_Exercise goal_:
Give back exactly the lines of the material below, starting with the line with "Find the bus headlight;" and going on through the line with "Find the utility".

══════

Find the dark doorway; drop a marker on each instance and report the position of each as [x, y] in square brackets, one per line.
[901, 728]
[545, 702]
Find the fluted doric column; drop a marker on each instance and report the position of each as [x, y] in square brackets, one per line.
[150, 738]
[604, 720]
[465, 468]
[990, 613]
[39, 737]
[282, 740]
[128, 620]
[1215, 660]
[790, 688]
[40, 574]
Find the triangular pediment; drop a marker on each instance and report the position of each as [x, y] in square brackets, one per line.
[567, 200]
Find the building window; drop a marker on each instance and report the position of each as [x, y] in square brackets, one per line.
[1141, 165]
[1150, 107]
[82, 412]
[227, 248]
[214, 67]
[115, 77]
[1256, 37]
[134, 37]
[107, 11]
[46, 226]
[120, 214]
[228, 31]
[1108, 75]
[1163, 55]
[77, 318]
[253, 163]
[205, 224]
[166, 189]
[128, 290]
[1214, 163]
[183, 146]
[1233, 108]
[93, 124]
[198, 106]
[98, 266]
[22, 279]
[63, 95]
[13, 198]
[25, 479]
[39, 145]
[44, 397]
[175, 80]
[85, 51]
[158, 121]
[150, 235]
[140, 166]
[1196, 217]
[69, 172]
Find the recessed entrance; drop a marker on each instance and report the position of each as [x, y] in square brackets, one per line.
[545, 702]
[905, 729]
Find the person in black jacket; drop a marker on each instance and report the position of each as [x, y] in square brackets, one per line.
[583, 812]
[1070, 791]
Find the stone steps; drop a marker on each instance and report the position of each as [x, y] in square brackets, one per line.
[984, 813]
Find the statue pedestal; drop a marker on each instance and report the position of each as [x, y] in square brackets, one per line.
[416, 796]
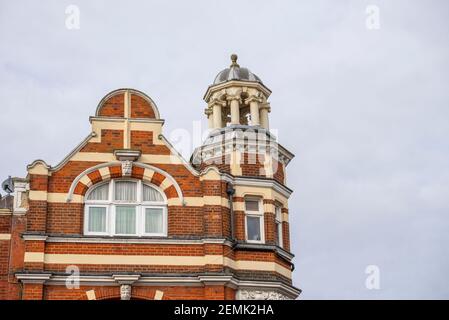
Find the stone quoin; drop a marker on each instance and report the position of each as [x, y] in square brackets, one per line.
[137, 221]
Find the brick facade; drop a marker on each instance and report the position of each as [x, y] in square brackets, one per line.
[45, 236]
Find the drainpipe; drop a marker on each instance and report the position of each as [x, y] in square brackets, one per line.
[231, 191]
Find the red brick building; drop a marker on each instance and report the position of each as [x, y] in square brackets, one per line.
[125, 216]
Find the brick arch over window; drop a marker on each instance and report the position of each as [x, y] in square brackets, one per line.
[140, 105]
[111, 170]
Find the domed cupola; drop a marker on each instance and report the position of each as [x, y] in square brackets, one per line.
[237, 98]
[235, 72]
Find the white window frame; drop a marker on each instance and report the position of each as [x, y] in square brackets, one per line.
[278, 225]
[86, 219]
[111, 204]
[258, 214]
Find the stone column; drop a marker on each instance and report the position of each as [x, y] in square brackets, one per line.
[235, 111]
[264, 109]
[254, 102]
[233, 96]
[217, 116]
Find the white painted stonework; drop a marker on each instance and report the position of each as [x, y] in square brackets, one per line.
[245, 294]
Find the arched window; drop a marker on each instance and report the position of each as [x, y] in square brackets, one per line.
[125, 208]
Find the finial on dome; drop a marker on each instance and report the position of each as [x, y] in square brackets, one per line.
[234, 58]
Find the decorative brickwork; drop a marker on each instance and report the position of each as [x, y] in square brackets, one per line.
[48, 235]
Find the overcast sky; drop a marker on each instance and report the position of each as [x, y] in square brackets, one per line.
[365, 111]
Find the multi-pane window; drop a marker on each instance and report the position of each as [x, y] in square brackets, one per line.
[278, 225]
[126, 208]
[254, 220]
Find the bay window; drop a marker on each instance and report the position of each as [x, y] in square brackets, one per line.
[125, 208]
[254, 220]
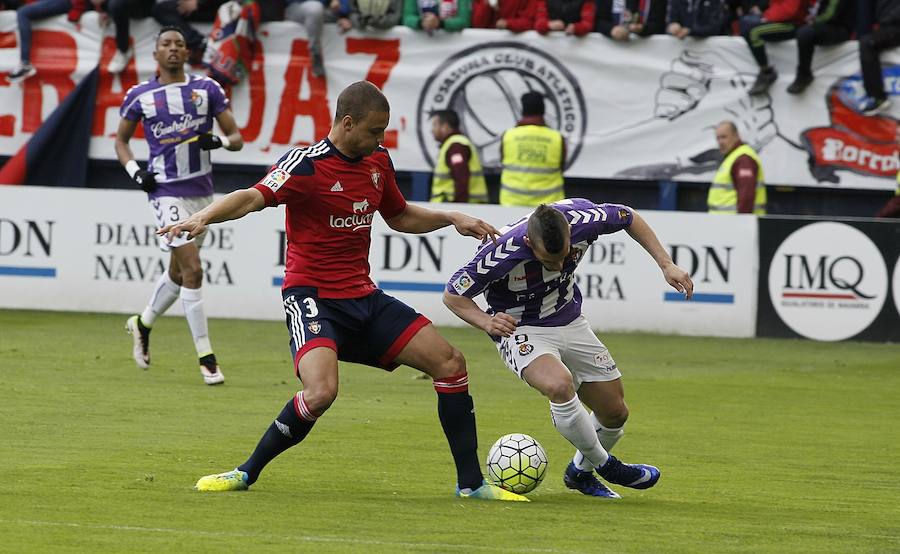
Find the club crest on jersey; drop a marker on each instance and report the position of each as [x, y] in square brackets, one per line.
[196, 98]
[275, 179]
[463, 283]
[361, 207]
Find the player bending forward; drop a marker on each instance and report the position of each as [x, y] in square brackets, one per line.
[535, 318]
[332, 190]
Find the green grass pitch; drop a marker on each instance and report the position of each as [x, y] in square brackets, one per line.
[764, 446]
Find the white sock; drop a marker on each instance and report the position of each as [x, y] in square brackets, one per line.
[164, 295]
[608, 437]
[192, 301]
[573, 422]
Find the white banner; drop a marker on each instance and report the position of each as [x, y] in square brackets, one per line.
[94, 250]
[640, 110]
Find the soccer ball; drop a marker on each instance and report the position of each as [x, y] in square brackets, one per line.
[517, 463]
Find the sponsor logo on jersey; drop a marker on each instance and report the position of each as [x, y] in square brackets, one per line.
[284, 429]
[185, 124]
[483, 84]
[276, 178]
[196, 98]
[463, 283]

══════

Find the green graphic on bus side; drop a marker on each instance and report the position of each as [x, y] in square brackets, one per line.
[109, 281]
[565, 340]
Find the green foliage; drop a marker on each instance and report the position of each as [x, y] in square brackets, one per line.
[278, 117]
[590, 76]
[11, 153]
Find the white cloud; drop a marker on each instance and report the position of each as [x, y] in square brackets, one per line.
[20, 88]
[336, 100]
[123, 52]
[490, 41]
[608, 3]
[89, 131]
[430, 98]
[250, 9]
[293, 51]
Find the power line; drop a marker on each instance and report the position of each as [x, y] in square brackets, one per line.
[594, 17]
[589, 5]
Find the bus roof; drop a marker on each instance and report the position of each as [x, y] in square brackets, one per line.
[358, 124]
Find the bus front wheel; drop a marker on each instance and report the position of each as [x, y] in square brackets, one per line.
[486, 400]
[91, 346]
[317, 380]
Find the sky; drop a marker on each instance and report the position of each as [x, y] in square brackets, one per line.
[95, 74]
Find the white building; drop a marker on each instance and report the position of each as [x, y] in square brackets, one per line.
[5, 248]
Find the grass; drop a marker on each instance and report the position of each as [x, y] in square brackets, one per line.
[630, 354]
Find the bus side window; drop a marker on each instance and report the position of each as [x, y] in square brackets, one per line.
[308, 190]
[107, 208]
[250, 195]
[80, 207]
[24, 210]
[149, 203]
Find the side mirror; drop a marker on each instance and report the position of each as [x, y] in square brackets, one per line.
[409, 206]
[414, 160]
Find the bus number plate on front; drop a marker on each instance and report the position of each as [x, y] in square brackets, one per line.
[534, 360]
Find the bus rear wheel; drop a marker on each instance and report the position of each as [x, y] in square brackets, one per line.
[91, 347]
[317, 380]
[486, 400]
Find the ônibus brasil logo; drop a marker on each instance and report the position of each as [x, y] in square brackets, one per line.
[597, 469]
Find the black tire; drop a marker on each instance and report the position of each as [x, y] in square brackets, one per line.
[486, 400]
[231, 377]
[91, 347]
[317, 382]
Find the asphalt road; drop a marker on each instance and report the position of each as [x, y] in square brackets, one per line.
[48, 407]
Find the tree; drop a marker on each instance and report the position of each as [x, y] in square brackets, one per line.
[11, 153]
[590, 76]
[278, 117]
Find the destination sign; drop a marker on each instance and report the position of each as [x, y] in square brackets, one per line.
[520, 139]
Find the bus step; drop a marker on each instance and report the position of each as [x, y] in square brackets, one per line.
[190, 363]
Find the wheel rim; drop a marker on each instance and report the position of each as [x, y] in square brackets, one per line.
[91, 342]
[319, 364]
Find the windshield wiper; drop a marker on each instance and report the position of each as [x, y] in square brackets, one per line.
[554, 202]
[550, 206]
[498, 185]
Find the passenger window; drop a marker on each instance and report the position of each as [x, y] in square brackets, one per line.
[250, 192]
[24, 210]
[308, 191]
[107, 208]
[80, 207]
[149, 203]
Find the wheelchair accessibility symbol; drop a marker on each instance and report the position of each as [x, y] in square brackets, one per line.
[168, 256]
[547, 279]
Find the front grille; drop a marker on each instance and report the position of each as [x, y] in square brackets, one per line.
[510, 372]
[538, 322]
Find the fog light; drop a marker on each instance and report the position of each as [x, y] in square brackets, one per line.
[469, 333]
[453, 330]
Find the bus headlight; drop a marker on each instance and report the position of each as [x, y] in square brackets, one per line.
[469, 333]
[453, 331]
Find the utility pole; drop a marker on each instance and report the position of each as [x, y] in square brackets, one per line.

══════

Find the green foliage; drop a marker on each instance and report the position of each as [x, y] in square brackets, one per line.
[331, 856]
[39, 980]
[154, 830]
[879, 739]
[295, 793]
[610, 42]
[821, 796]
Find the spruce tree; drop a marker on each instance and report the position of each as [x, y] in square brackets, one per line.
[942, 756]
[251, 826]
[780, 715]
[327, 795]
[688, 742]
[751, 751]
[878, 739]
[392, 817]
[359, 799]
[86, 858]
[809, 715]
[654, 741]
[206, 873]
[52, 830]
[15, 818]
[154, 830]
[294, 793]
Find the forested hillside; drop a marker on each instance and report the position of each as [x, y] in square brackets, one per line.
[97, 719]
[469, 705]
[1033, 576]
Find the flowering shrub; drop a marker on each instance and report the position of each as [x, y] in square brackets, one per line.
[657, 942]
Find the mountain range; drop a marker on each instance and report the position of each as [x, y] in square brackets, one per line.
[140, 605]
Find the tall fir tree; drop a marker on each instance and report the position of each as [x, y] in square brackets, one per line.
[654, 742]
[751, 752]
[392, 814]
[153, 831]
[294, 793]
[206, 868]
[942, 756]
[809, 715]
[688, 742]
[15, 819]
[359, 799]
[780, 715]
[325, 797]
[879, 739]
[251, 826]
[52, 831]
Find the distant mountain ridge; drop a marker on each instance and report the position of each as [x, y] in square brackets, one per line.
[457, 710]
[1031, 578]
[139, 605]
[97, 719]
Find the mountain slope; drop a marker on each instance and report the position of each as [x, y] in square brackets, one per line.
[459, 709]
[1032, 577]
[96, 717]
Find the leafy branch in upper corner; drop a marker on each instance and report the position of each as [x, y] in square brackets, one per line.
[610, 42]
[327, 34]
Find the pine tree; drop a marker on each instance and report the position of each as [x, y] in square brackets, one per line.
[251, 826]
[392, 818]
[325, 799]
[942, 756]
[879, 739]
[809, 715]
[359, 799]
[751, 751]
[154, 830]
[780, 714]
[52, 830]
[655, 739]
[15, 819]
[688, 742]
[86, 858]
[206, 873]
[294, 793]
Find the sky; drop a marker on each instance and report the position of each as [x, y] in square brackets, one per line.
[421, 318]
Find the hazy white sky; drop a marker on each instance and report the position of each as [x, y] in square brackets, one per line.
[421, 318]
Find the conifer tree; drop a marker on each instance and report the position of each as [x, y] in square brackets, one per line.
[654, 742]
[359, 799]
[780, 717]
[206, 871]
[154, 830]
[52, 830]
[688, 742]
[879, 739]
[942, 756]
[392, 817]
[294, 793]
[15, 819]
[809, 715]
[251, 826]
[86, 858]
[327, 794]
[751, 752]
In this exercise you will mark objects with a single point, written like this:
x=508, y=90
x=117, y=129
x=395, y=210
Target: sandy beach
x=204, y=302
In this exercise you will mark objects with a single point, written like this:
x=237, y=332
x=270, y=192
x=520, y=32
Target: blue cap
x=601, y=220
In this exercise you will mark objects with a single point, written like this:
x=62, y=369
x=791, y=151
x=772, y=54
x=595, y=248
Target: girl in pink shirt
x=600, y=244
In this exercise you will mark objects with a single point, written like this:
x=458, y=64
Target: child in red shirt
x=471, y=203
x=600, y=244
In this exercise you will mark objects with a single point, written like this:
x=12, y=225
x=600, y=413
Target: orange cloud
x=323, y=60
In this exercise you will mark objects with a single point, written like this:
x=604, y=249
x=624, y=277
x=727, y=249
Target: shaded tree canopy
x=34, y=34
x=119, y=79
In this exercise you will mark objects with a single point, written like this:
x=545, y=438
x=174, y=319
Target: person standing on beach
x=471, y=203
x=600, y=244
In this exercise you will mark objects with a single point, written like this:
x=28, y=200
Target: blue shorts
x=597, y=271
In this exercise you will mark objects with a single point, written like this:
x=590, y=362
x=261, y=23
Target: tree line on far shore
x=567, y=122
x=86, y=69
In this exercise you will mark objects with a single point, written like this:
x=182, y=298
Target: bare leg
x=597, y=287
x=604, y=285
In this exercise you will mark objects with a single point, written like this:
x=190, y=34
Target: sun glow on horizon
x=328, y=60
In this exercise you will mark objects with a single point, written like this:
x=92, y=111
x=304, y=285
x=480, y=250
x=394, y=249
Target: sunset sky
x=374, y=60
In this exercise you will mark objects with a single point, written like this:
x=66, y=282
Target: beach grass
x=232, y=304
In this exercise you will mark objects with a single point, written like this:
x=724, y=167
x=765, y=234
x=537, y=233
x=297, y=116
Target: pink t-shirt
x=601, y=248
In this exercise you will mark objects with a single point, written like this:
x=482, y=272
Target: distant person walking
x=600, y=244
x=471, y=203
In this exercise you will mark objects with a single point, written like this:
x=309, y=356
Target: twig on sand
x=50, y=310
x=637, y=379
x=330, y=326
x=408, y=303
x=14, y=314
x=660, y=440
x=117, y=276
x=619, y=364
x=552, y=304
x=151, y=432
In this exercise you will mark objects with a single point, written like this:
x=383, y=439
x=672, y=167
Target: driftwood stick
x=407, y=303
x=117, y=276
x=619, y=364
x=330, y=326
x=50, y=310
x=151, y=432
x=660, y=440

══════

_Completed exercise_:
Find the bus headlight; drop a marker on each instance and report the position of each as [x, y] in square brackets, one per line.
[469, 333]
[453, 331]
Find the utility pole; drop a marker on each instance and report the position of each as [x, y] in square brackets, one per line.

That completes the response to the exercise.